Deshalb braucht man Profis, die gleich alles in der Hand haben?

Nein. Meine Doppelfunktion entstand doch in einer Notsituation. Nachdem Gregor Gysi hingeschmissen hat, bin ich der Bitte gefolgt, beide Ämter zu übernehmen. Viele fragten damals: Ist das überhaupt leistbar? Nun: Es ist leistbar, wenn man Unterstützung hat, wie ich sie habe. Zudem hat der Landesparteitag entschieden, die so genannte Ämterhäufung sei bei uns keine Prinzipienfrage. Und mit dem neuen Bundesvorstand um Lothar Bisky herrscht ein Grundvertrauen. Wir sind jetzt in einer Situation, in der die PDS wieder zu funktionieren beginnt. Lothar Bisky hat mich gebeten, diese Situation nicht ohne Not zu gefährden. Dieser Bitte entspreche ich und kandidiere noch einmal.

Daten zur Koordinatenbeschriftung:
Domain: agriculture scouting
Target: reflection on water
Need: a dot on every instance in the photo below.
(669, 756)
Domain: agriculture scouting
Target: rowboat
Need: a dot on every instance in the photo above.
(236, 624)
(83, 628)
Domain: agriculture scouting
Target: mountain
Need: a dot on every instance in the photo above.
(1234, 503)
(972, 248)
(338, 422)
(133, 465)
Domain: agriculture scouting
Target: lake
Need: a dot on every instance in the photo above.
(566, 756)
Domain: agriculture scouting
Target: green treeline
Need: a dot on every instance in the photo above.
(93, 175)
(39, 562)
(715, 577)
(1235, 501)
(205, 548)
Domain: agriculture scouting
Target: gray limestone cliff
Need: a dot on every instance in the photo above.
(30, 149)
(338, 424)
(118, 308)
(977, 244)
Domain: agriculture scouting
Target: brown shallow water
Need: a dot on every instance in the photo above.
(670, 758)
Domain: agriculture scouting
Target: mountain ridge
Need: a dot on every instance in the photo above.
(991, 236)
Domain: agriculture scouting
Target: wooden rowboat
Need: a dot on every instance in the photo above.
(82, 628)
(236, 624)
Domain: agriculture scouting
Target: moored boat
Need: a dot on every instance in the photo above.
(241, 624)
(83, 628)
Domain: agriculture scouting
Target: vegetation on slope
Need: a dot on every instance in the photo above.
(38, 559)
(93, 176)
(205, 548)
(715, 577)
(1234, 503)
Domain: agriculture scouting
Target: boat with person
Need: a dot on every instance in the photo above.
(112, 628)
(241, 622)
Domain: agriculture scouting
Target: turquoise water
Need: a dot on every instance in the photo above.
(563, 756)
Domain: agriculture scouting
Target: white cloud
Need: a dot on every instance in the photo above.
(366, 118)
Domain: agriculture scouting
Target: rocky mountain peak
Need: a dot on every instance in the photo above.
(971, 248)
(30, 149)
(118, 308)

▸ **ARBEITSAUFTRAG**
Schreiben Sie aus dem Text über die PDS alles ab „Nein. Meine Doppelfunktion“ bis einschließlich „kandidiere noch einmal.“ wortgetreu ab.

▸ **LÖSUNG**
Nein. Meine Doppelfunktion entstand doch in einer Notsituation. Nachdem Gregor Gysi hingeschmissen hat, bin ich der Bitte gefolgt, beide Ämter zu übernehmen. Viele fragten damals: Ist das überhaupt leistbar? Nun: Es ist leistbar, wenn man Unterstützung hat, wie ich sie habe. Zudem hat der Landesparteitag entschieden, die so genannte Ämterhäufung sei bei uns keine Prinzipienfrage. Und mit dem neuen Bundesvorstand um Lothar Bisky herrscht ein Grundvertrauen. Wir sind jetzt in einer Situation, in der die PDS wieder zu funktionieren beginnt. Lothar Bisky hat mich gebeten, diese Situation nicht ohne Not zu gefährden. Dieser Bitte entspreche ich und kandidiere noch einmal.